§ Written instruction: Exactly as written, transcribe the lines that run from the one containing "Identify the dog's front" to the end of the records below.

§ Rows:

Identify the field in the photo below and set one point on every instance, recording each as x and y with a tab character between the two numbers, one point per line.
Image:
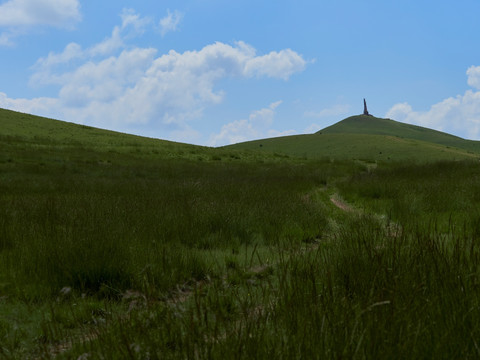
114	246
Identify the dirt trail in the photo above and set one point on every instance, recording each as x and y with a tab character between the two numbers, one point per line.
342	205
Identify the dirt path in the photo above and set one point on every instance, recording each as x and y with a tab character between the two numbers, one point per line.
342	205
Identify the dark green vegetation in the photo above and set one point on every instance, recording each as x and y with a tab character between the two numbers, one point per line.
372	139
114	246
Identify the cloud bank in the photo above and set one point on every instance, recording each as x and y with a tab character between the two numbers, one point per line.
257	126
125	88
19	16
459	115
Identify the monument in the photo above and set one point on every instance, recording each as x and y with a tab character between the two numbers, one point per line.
365	111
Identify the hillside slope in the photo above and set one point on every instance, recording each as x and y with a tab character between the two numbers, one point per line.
372	139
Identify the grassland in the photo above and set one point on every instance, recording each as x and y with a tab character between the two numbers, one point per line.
370	138
144	249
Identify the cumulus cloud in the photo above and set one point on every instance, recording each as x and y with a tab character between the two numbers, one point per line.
258	125
126	88
59	13
17	16
473	74
170	22
459	115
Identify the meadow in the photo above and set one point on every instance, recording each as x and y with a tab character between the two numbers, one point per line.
141	249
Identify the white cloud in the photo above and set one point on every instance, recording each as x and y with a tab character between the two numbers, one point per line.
170	22
459	115
58	13
20	16
258	125
124	88
473	73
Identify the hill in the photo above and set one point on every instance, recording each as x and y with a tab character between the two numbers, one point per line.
18	128
370	138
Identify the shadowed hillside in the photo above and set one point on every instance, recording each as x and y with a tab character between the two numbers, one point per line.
370	138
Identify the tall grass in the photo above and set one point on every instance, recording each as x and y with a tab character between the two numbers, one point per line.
146	225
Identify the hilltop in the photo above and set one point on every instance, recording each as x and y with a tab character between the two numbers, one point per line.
370	138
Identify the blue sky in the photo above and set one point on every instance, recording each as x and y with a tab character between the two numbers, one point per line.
214	72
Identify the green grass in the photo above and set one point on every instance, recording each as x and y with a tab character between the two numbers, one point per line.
372	139
140	248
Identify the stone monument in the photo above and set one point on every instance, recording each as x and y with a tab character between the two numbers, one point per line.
365	111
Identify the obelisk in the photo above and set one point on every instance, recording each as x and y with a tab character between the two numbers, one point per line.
365	111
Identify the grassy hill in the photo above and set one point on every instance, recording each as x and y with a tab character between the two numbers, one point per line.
370	138
117	246
30	138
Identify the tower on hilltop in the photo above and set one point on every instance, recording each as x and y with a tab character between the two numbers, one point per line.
365	111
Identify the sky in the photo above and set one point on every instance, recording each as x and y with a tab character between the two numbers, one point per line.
216	72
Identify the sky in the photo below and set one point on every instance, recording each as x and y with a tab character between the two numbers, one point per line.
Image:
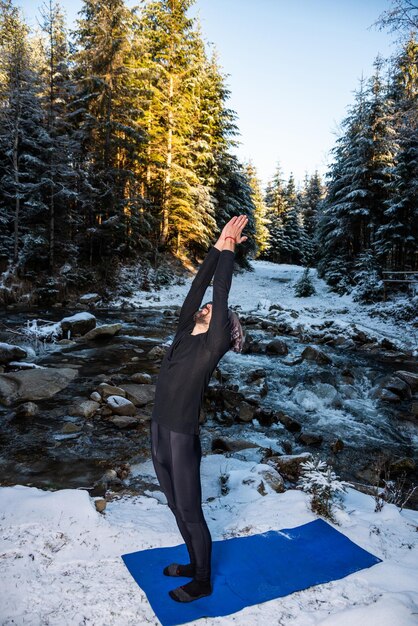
293	67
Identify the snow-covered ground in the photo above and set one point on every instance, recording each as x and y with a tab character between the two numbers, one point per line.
61	560
272	283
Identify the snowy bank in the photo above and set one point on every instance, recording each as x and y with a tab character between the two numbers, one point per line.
61	562
273	283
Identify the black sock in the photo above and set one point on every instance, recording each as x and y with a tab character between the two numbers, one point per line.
176	569
191	591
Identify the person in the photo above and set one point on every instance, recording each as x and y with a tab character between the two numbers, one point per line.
203	335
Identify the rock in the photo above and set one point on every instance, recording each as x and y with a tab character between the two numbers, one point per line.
78	324
231	397
311	353
408	417
106	330
289	465
139	394
120	405
100	504
9	352
400	466
141	377
387	345
255	375
388	396
106	390
89	298
277	346
246	412
264	416
289	423
229	445
86	409
69	427
337	446
124	421
310	439
34	384
157	352
273	479
28	409
399	386
410	378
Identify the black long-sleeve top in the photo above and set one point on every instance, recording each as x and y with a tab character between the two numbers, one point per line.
190	360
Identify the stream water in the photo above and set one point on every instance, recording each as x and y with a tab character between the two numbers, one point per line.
34	450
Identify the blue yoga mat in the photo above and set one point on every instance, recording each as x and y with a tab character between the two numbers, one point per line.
249	570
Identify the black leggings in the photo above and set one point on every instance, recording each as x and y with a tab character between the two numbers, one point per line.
176	458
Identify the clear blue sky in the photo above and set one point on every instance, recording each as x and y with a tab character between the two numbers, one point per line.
293	66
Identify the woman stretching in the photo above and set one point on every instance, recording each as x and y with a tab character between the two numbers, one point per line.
202	337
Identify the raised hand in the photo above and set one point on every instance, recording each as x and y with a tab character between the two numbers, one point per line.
233	228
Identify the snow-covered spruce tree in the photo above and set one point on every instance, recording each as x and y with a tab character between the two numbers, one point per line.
60	191
292	235
109	135
319	480
397	236
262	236
357	187
304	286
23	147
313	194
233	195
276	208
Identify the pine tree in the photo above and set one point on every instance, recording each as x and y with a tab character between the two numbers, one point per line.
276	208
108	132
57	92
23	146
261	221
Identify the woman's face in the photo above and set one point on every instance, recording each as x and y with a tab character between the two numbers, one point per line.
204	314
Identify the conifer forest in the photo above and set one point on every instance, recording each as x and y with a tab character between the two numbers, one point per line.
116	144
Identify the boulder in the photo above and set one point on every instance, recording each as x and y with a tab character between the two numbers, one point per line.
277	346
273	479
89	298
139	394
312	353
289	465
157	352
9	352
27	409
141	377
34	384
78	324
124	421
310	439
106	330
86	409
106	390
408	377
229	445
292	425
120	405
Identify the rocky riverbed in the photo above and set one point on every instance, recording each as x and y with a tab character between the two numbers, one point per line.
77	388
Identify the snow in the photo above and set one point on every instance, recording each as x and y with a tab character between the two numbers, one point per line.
61	562
61	559
272	283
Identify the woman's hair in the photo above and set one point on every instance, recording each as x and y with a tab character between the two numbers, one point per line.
237	334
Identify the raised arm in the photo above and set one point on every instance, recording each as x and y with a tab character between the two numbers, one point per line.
198	287
219	324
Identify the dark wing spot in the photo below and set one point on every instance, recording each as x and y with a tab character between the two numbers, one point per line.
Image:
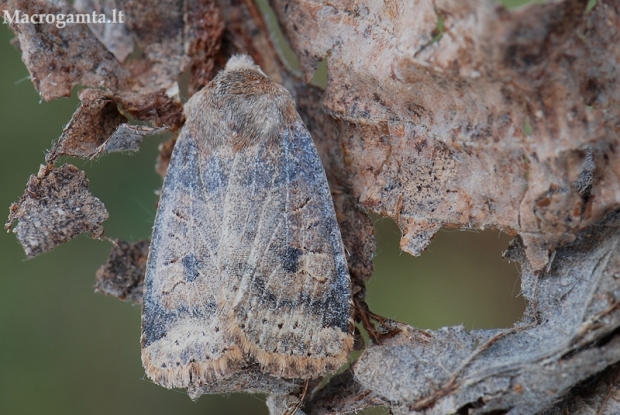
290	259
190	263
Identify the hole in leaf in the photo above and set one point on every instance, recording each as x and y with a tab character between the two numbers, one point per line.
461	278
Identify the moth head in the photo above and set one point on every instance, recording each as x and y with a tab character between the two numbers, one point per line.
241	106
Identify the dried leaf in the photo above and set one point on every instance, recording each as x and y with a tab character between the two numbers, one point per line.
435	133
568	333
56	207
91	125
60	58
123	275
117	37
126	138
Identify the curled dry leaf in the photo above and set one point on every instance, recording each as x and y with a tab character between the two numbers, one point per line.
463	114
60	58
55	208
122	275
566	335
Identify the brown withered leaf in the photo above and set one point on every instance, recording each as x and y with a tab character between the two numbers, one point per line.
122	275
55	208
463	114
204	28
162	109
116	37
60	58
163	158
568	334
91	125
98	128
126	139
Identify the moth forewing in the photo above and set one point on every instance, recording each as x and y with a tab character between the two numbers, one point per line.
247	263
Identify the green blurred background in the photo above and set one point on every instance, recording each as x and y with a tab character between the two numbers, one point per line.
66	350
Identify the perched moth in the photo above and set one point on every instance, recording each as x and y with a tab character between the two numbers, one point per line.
246	264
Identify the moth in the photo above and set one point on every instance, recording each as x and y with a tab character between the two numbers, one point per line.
246	264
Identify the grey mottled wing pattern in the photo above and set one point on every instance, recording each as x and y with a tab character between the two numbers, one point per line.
285	291
183	342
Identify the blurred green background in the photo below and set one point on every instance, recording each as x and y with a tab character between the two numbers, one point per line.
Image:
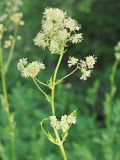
96	136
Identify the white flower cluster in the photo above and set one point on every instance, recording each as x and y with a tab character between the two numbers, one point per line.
117	51
65	122
85	66
72	61
29	69
57	29
16	19
10	7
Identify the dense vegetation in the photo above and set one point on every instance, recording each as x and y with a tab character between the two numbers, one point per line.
96	136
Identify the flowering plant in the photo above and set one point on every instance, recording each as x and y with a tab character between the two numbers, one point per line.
57	31
9	24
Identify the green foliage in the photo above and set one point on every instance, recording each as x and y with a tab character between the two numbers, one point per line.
96	135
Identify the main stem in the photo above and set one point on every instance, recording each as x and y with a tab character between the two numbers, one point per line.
53	104
6	107
54	81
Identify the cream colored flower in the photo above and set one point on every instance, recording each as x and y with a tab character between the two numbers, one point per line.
54	15
85	74
72	61
40	40
54	122
57	29
77	38
65	122
7	44
54	47
71	24
22	63
90	61
30	69
16	19
71	119
63	35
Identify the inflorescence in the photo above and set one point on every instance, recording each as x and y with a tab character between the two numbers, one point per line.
29	69
57	29
85	66
65	122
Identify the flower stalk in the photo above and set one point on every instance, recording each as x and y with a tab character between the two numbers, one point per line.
5	101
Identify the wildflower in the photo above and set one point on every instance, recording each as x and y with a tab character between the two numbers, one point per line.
2	30
29	69
19	37
72	61
54	122
16	19
71	24
40	40
90	61
7	44
85	74
54	47
64	123
71	119
77	38
22	63
54	15
57	29
63	35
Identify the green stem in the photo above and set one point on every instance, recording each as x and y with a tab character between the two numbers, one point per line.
40	88
6	106
60	145
67	75
11	52
53	104
63	152
54	82
41	82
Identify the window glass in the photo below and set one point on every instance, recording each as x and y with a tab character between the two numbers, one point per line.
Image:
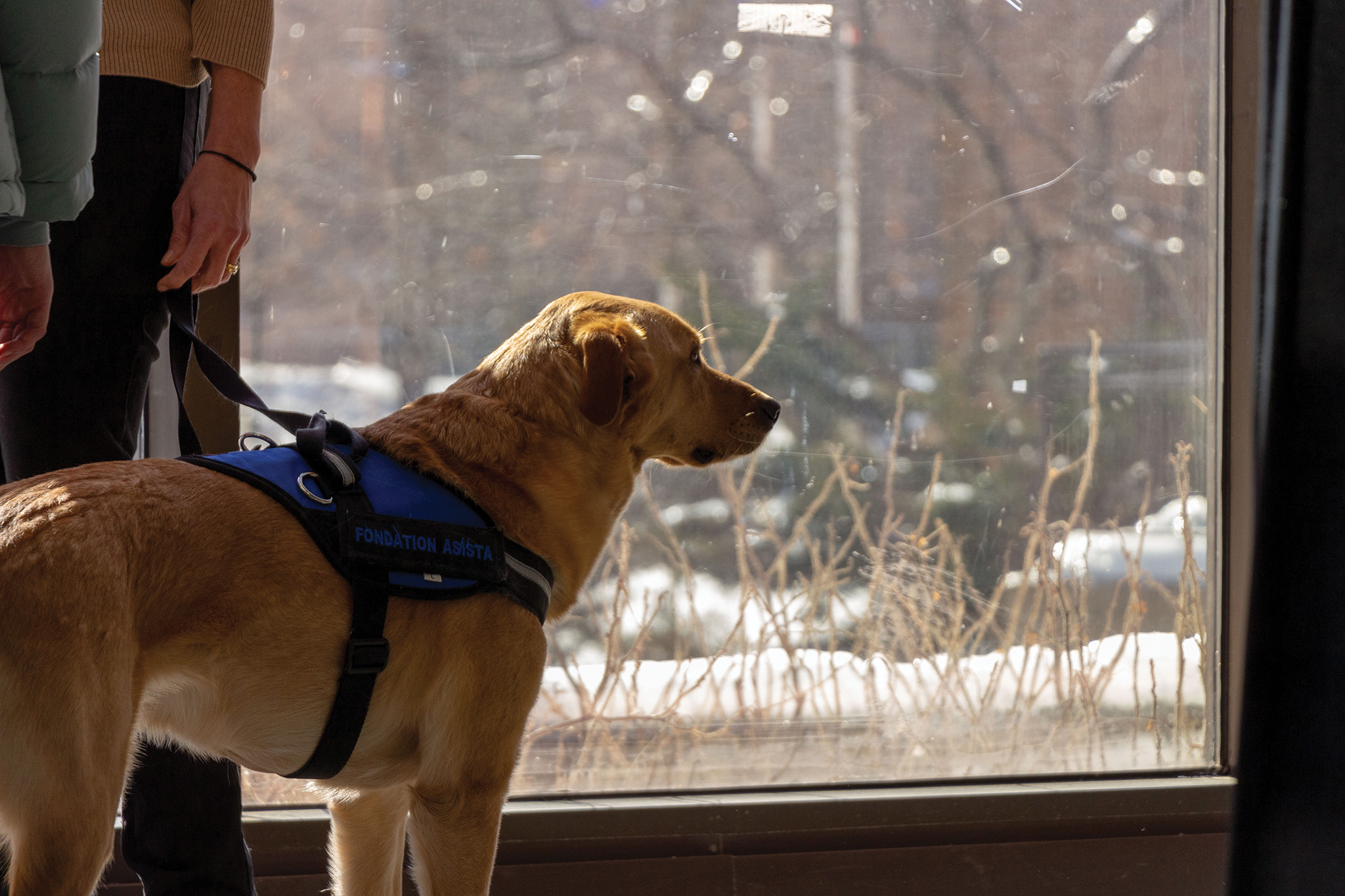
970	245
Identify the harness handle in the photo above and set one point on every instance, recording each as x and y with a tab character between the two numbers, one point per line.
182	341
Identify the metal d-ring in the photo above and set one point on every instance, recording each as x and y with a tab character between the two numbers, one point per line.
304	488
242	441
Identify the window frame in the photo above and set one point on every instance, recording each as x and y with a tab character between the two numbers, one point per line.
290	843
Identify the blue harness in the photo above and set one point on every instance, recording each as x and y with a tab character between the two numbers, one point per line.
390	531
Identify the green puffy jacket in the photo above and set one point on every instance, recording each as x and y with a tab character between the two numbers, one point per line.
49	102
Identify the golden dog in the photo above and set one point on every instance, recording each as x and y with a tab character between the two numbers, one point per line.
162	598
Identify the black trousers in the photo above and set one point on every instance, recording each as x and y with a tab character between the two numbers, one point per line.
79	398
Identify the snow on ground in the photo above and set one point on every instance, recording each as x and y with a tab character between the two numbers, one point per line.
818	684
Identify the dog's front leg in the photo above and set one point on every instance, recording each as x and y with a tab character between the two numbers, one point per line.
454	832
369	843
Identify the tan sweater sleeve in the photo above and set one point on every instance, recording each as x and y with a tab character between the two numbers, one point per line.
150	39
234	33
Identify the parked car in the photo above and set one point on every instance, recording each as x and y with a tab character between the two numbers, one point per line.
1099	558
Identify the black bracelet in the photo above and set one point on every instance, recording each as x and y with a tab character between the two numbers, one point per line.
213	152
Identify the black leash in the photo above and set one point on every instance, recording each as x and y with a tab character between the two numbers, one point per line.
522	572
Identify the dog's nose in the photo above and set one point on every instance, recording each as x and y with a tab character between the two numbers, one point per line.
770	409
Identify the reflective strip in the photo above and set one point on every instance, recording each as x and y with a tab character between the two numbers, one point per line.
343	467
529	572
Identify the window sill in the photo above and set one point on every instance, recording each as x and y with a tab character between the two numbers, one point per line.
1047	826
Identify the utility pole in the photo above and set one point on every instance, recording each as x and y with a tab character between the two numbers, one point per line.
763	150
845	38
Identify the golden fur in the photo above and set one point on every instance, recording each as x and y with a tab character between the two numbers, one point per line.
162	598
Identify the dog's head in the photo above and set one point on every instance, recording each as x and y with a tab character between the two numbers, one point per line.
636	372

§ Exercise result:
Identify the dog's front leg in the photo above and set one point on every instance, recording each as x and y with a tab character between the two numbers, one point per line.
454	832
369	843
Identify the tan sweater sleeve in the photo above and set one point on every instance, recording each as x and y with a tab character between the two numbers, one point per line.
150	39
234	33
Identify the parked car in the photo above and set one point on every instance, recording each as x and y with a tab character between the two numbers, one point per line.
1099	558
Identify the black bracelet in the photo above and set one point on every instance, recording each as x and y with a tab character between the two numbers, one point per line.
213	152
Identify the black leash in the photo above and set one point on every instance, recording each as x and y with a tab character between the two numbers, one point per line.
522	572
Identify the dog's nose in the photo above and set one point on every instance, recording each as x and y with a tab character between the two numbers, one point per line.
770	409
Identify the reflective strip in the photo above and set one point on every instance, recording each as x and y with a tab character between the two numbers, one point per line.
343	467
529	572
Identify the window sill in the photo above and set one point on every instance, recording each as x and y with a tab character between the two numbers, one point per line.
1047	826
Identify the utility pole in the photo above and set one point on every instance, recording each as x and y with a tab character between the two numbers, one point per line.
763	150
845	38
Identify the golden fur in the photo above and set one point on every instance, recording each as x and y with a tab character between the two numbers, one point per line.
162	598
Identify the dog's head in the photo above and set one point on every instance, recording each as x and y with a tab character between the two numbers, one point per line.
636	372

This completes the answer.